◆ **TASK DESCRIPTION**: Leave every image out, and return the rest of the data word for word.

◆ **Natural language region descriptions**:

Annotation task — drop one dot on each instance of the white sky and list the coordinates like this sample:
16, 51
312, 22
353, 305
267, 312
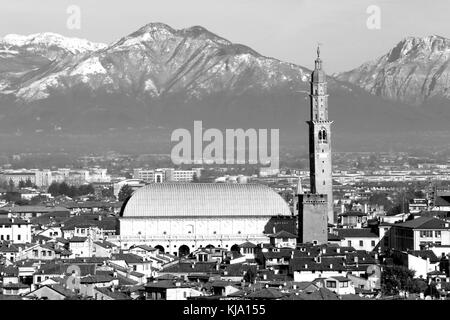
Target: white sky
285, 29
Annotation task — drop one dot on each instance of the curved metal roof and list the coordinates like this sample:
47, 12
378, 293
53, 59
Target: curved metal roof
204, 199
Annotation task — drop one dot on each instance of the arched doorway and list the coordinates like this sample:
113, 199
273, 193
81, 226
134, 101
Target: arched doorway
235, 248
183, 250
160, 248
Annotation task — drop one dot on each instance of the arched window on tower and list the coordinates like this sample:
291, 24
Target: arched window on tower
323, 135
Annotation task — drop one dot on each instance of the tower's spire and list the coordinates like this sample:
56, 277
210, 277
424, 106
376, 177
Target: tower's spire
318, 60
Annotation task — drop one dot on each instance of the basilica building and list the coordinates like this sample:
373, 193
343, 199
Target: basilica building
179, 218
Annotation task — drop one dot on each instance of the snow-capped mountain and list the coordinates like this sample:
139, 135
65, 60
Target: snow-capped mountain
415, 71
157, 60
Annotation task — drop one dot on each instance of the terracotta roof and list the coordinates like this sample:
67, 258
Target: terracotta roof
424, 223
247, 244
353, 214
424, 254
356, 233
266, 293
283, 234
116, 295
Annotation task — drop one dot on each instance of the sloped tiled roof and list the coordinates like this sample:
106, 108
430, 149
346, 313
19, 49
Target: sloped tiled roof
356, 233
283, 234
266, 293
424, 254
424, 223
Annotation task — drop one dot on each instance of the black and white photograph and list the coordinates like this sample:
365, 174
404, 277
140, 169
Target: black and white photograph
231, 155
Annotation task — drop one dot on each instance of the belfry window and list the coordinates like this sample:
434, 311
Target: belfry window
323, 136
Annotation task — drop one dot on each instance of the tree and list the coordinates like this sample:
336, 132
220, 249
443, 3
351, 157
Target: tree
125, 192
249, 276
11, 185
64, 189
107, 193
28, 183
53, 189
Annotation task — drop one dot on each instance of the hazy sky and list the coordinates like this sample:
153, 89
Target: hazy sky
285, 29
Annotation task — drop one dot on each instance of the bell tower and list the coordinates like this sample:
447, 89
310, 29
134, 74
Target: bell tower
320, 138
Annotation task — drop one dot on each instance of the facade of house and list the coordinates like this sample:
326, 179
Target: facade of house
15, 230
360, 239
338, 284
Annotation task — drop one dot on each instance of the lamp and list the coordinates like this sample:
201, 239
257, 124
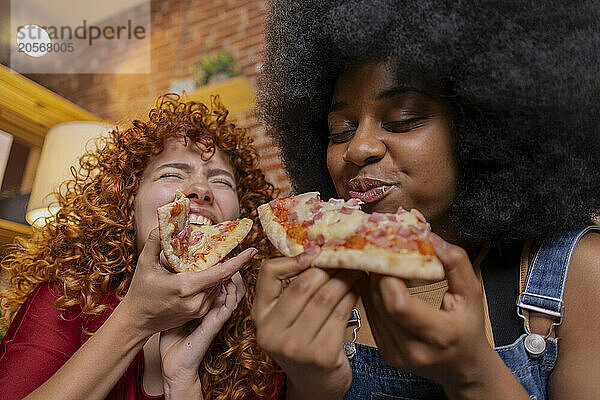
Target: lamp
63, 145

◆ **COMPLETED EXERCISE**:
Annotation task — drop one dot on each instance of the white sky and list the coordinates like this sample:
16, 51
312, 22
353, 305
267, 312
Target: white sky
285, 29
Annotation task — drop one dot on each instance of the curved metal roof and list the coordinates like this sample:
47, 12
378, 293
53, 59
Target: curved metal roof
204, 199
Annotation task — drop one dot on each instance of the arched doorway and list the coordinates like this sample:
113, 199
273, 193
81, 226
134, 101
Target: arched doorway
235, 248
183, 250
160, 248
Annotation task — drop one dot on each instance of the arched window on tower and list the coordinates like this sample:
291, 24
Target: arched window on tower
323, 135
Annotation task — drop one dot on each instance of the tower's spire and list the coordinates like this sample:
56, 277
210, 277
424, 106
376, 177
Target: tower's spire
318, 60
Annotation task — drop one dot on each instance of the basilica building and list the coordinates like this sample:
373, 193
343, 199
Target: basilica building
179, 218
Annotation task — drop one dot on each instance of the snow-capped mountain and list the coordinates like this sample:
139, 135
65, 60
Target: snow-capped mountain
415, 71
157, 60
Annotation task — drop one dot on each instance of the terracotta roof and list the coordinates like this sample:
67, 258
Target: terracotta roof
424, 223
247, 244
353, 214
424, 254
356, 233
266, 293
283, 234
116, 295
Annotation task — drop one dot on each instance of the sloped tiled roof and list the coordinates like this sample:
106, 108
430, 149
346, 313
19, 49
Target: sloped tiled roof
356, 233
283, 234
266, 293
424, 254
424, 223
Annotation task — drop one dot on each instance of the black and white photograph and list the coordinates like this sample:
365, 174
404, 277
140, 169
Target: black and white photograph
231, 155
Annotation task — drop one dot on each instance of the belfry window and list the coordinates like this sample:
434, 311
Target: belfry window
323, 136
Annotation task — drop one dot on each instance of the tree and list the coordinates like this sample:
336, 132
220, 249
443, 3
351, 157
Target: tree
125, 192
249, 276
11, 185
64, 189
107, 193
28, 183
53, 189
Annotation task — drop one dot on each instance of the hazy sky and list the coordinates like this sample:
153, 89
Target: hazy sky
285, 29
Annotation task — drop one dot on each instance of the bell tower and list the coordinates like this sample:
447, 89
310, 29
134, 74
Target: bell tower
320, 138
Annotation task — drop one dot on each instance of the facade of house and list the coordinates like this sample:
326, 179
Target: facade of house
15, 230
360, 239
338, 284
Annotation task — drop one dot on each instance of the lamp and list the coordinates like this sample:
201, 239
257, 124
Target: lamp
63, 145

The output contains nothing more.